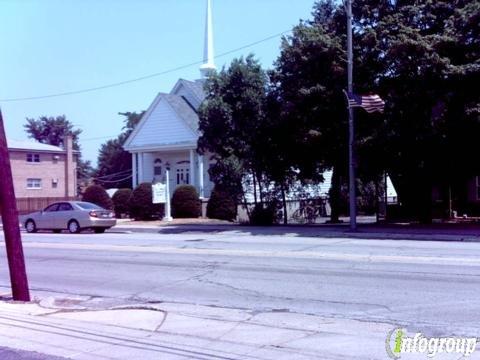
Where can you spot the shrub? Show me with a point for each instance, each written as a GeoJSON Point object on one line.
{"type": "Point", "coordinates": [221, 205]}
{"type": "Point", "coordinates": [121, 202]}
{"type": "Point", "coordinates": [141, 206]}
{"type": "Point", "coordinates": [263, 215]}
{"type": "Point", "coordinates": [97, 195]}
{"type": "Point", "coordinates": [185, 202]}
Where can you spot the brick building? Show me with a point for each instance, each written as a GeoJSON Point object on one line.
{"type": "Point", "coordinates": [42, 173]}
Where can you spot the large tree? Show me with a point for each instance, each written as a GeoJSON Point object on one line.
{"type": "Point", "coordinates": [52, 131]}
{"type": "Point", "coordinates": [231, 119]}
{"type": "Point", "coordinates": [422, 57]}
{"type": "Point", "coordinates": [114, 163]}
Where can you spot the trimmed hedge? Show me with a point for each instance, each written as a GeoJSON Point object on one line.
{"type": "Point", "coordinates": [96, 194]}
{"type": "Point", "coordinates": [141, 206]}
{"type": "Point", "coordinates": [121, 200]}
{"type": "Point", "coordinates": [186, 203]}
{"type": "Point", "coordinates": [221, 205]}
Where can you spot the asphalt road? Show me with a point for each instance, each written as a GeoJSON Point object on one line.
{"type": "Point", "coordinates": [432, 287]}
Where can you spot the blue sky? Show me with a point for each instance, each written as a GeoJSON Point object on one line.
{"type": "Point", "coordinates": [54, 46]}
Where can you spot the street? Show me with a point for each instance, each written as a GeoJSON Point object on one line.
{"type": "Point", "coordinates": [423, 286]}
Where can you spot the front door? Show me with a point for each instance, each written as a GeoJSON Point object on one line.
{"type": "Point", "coordinates": [182, 173]}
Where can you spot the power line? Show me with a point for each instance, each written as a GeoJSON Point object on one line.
{"type": "Point", "coordinates": [109, 176]}
{"type": "Point", "coordinates": [141, 78]}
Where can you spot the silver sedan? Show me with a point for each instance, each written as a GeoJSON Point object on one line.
{"type": "Point", "coordinates": [73, 216]}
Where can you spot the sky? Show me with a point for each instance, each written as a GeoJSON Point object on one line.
{"type": "Point", "coordinates": [57, 46]}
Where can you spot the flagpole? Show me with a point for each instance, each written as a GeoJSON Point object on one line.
{"type": "Point", "coordinates": [351, 128]}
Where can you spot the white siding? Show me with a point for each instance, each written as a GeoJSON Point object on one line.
{"type": "Point", "coordinates": [162, 127]}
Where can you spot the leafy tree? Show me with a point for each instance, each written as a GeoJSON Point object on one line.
{"type": "Point", "coordinates": [232, 114]}
{"type": "Point", "coordinates": [114, 163]}
{"type": "Point", "coordinates": [221, 205]}
{"type": "Point", "coordinates": [186, 203]}
{"type": "Point", "coordinates": [310, 74]}
{"type": "Point", "coordinates": [422, 57]}
{"type": "Point", "coordinates": [52, 131]}
{"type": "Point", "coordinates": [121, 200]}
{"type": "Point", "coordinates": [97, 195]}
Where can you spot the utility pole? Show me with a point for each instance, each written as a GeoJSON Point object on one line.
{"type": "Point", "coordinates": [11, 228]}
{"type": "Point", "coordinates": [351, 128]}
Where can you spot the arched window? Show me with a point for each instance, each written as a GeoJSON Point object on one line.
{"type": "Point", "coordinates": [157, 167]}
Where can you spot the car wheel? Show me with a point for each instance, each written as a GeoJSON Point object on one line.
{"type": "Point", "coordinates": [30, 226]}
{"type": "Point", "coordinates": [73, 227]}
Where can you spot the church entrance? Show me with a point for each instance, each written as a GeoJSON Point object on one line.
{"type": "Point", "coordinates": [182, 173]}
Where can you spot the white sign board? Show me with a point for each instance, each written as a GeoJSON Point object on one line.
{"type": "Point", "coordinates": [159, 193]}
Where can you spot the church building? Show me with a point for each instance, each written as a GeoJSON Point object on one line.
{"type": "Point", "coordinates": [167, 134]}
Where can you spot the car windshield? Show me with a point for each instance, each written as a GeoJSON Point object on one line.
{"type": "Point", "coordinates": [88, 206]}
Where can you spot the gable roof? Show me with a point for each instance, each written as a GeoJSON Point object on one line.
{"type": "Point", "coordinates": [32, 145]}
{"type": "Point", "coordinates": [184, 100]}
{"type": "Point", "coordinates": [169, 121]}
{"type": "Point", "coordinates": [184, 110]}
{"type": "Point", "coordinates": [195, 88]}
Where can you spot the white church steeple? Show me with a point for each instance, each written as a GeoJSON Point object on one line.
{"type": "Point", "coordinates": [208, 57]}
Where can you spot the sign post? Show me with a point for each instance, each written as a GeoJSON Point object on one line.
{"type": "Point", "coordinates": [168, 214]}
{"type": "Point", "coordinates": [351, 128]}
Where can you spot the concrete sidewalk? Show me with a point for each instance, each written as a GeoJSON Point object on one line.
{"type": "Point", "coordinates": [435, 232]}
{"type": "Point", "coordinates": [181, 331]}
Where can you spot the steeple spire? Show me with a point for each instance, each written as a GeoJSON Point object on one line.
{"type": "Point", "coordinates": [208, 57]}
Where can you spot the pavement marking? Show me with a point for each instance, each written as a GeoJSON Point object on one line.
{"type": "Point", "coordinates": [434, 260]}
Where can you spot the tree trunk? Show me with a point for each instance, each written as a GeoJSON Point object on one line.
{"type": "Point", "coordinates": [254, 188]}
{"type": "Point", "coordinates": [285, 215]}
{"type": "Point", "coordinates": [335, 195]}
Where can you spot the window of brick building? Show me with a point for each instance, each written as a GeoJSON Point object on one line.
{"type": "Point", "coordinates": [33, 157]}
{"type": "Point", "coordinates": [34, 183]}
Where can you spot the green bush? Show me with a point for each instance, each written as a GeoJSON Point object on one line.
{"type": "Point", "coordinates": [185, 202]}
{"type": "Point", "coordinates": [97, 195]}
{"type": "Point", "coordinates": [121, 202]}
{"type": "Point", "coordinates": [264, 215]}
{"type": "Point", "coordinates": [221, 205]}
{"type": "Point", "coordinates": [141, 206]}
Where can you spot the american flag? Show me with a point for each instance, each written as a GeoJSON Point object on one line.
{"type": "Point", "coordinates": [371, 103]}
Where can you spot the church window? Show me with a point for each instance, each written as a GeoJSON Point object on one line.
{"type": "Point", "coordinates": [157, 167]}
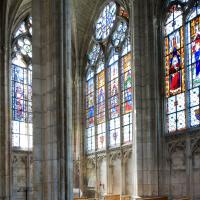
....
_DIRECTIONS_:
An exact copy of the entries, minus the pictures, is what's needed here.

_TASK RESPONSE_:
Where can you spot the shrub? Show me with a point for each instance, each written as a GeoJSON Point object on one line.
{"type": "Point", "coordinates": [221, 205]}
{"type": "Point", "coordinates": [121, 202]}
{"type": "Point", "coordinates": [141, 206]}
{"type": "Point", "coordinates": [263, 215]}
{"type": "Point", "coordinates": [97, 195]}
{"type": "Point", "coordinates": [185, 202]}
Where can you spot the brick building? Show me with a point for each instance, each written as a GeoJSON Point object on one line.
{"type": "Point", "coordinates": [42, 173]}
Where can you spot the large tree? Show me with a point for each instance, each written as a GeoJSON Point object on one line.
{"type": "Point", "coordinates": [52, 131]}
{"type": "Point", "coordinates": [231, 119]}
{"type": "Point", "coordinates": [422, 57]}
{"type": "Point", "coordinates": [114, 163]}
Where can you spot the trimmed hedge? Show me with a point for each instance, each written as a GeoJSON Point object on one line.
{"type": "Point", "coordinates": [96, 194]}
{"type": "Point", "coordinates": [141, 206]}
{"type": "Point", "coordinates": [121, 200]}
{"type": "Point", "coordinates": [186, 203]}
{"type": "Point", "coordinates": [221, 205]}
Where can you spot the asphalt road? Show me with a point for each instance, each written as a GeoJSON Point object on one line.
{"type": "Point", "coordinates": [432, 287]}
Where can you spot the blue sky? Show me with a point for each instance, each written as a GeoJSON Point object on one line.
{"type": "Point", "coordinates": [54, 46]}
Where can you spot the street? Show me with a point for each instance, each written as a GeoJSON Point object on one line.
{"type": "Point", "coordinates": [423, 286]}
Where can you spot the front door? Show me with a point for each instance, each written as a GeoJSON Point object on one line.
{"type": "Point", "coordinates": [182, 173]}
Where can you spot the power line? Show me with a point for each instance, each written as a GeoJSON Point object on one line.
{"type": "Point", "coordinates": [109, 176]}
{"type": "Point", "coordinates": [141, 78]}
Where can you spot the silver sedan? Show me with a point for each instance, each written as a GeoJSON Point object on one line.
{"type": "Point", "coordinates": [73, 216]}
Where can you spot the sky? Show me with a point for each instance, each written as a GeoJSON Point object on one line.
{"type": "Point", "coordinates": [57, 46]}
Where can you spot the flagpole? Show me with a point for each instance, each written as a GeoJSON Point object on one line.
{"type": "Point", "coordinates": [351, 128]}
Where can you spot the white siding? Show me with a point for each instance, each written as a GeoJSON Point object on one line.
{"type": "Point", "coordinates": [162, 127]}
Where can you spot the leafy tree? Show me with a point for each instance, each written as a GeoJSON Point object on one line.
{"type": "Point", "coordinates": [232, 114]}
{"type": "Point", "coordinates": [114, 163]}
{"type": "Point", "coordinates": [221, 205]}
{"type": "Point", "coordinates": [186, 203]}
{"type": "Point", "coordinates": [310, 74]}
{"type": "Point", "coordinates": [422, 57]}
{"type": "Point", "coordinates": [52, 131]}
{"type": "Point", "coordinates": [121, 200]}
{"type": "Point", "coordinates": [97, 195]}
Where can you spot the utility pole? Show me with a point for each instance, each written as a GeoJSON Point object on one line.
{"type": "Point", "coordinates": [11, 228]}
{"type": "Point", "coordinates": [351, 128]}
Where can you spot the arched window? Show me with a point for each instance, each written as a GeoJSON Point object on one line.
{"type": "Point", "coordinates": [157, 167]}
Where can you spot the car wheel? Show me with a point for each instance, each written as a GeoJSON Point object on one line.
{"type": "Point", "coordinates": [30, 226]}
{"type": "Point", "coordinates": [73, 227]}
Where can you spot the church entrance? Show me with a point for each instance, each written as a GeoJSON Point object on one line.
{"type": "Point", "coordinates": [182, 173]}
Where can you spot the white sign board? Show me with a point for each instance, each written as a GeoJSON Point object on one line.
{"type": "Point", "coordinates": [159, 193]}
Where can you spot the church building? Show me with a point for each instance, each written as a GeoJSON Point object on one line.
{"type": "Point", "coordinates": [167, 134]}
Where can you spot the car windshield? Show me with a point for each instance, each written as a GeoJSON Point object on one line.
{"type": "Point", "coordinates": [88, 206]}
Where can you spot the gable roof? Show me with a point for each instance, each written as a GeoJSON Point object on one line.
{"type": "Point", "coordinates": [32, 145]}
{"type": "Point", "coordinates": [184, 100]}
{"type": "Point", "coordinates": [169, 121]}
{"type": "Point", "coordinates": [184, 110]}
{"type": "Point", "coordinates": [195, 88]}
Where can you spot the white church steeple? Show me with a point for each instance, each written as a GeoJSON Point object on one line.
{"type": "Point", "coordinates": [208, 57]}
Where can you spot the sign post? Show me with a point for each instance, each written as a GeoJSON Point object on one line.
{"type": "Point", "coordinates": [168, 214]}
{"type": "Point", "coordinates": [351, 128]}
Where can you spot the concrete sidewalk? Show me with a point for each instance, each written as a GeoJSON Point object on one line.
{"type": "Point", "coordinates": [435, 232]}
{"type": "Point", "coordinates": [181, 331]}
Where can you spot the steeple spire? Show me with a point for each instance, each written as a GeoJSON Point object on one line.
{"type": "Point", "coordinates": [208, 57]}
Where can you spot the pavement marking? Show me with a point for each instance, each written as a GeoJSON Point object on one line.
{"type": "Point", "coordinates": [434, 260]}
Where can you spot the tree trunk? Show me with a point for each instance, each written as a GeoJSON Point object on one line.
{"type": "Point", "coordinates": [254, 188]}
{"type": "Point", "coordinates": [285, 215]}
{"type": "Point", "coordinates": [335, 195]}
Where can you spot the window of brick building? Show me with a point for each instance, each written as a GeoJSON Point object on one line.
{"type": "Point", "coordinates": [33, 157]}
{"type": "Point", "coordinates": [34, 183]}
Where can you spot the green bush? Show me with a point for each instance, each written as a GeoJSON Point object on one line.
{"type": "Point", "coordinates": [185, 202]}
{"type": "Point", "coordinates": [97, 195]}
{"type": "Point", "coordinates": [121, 202]}
{"type": "Point", "coordinates": [264, 215]}
{"type": "Point", "coordinates": [221, 205]}
{"type": "Point", "coordinates": [141, 206]}
Where can you spot the american flag? Show me with a point for each instance, each written as a GeoJSON Point object on one line.
{"type": "Point", "coordinates": [371, 103]}
Where can you spot the church window? Show me with a point for each instance, each written as a GeoJSON Point object on one line.
{"type": "Point", "coordinates": [157, 167]}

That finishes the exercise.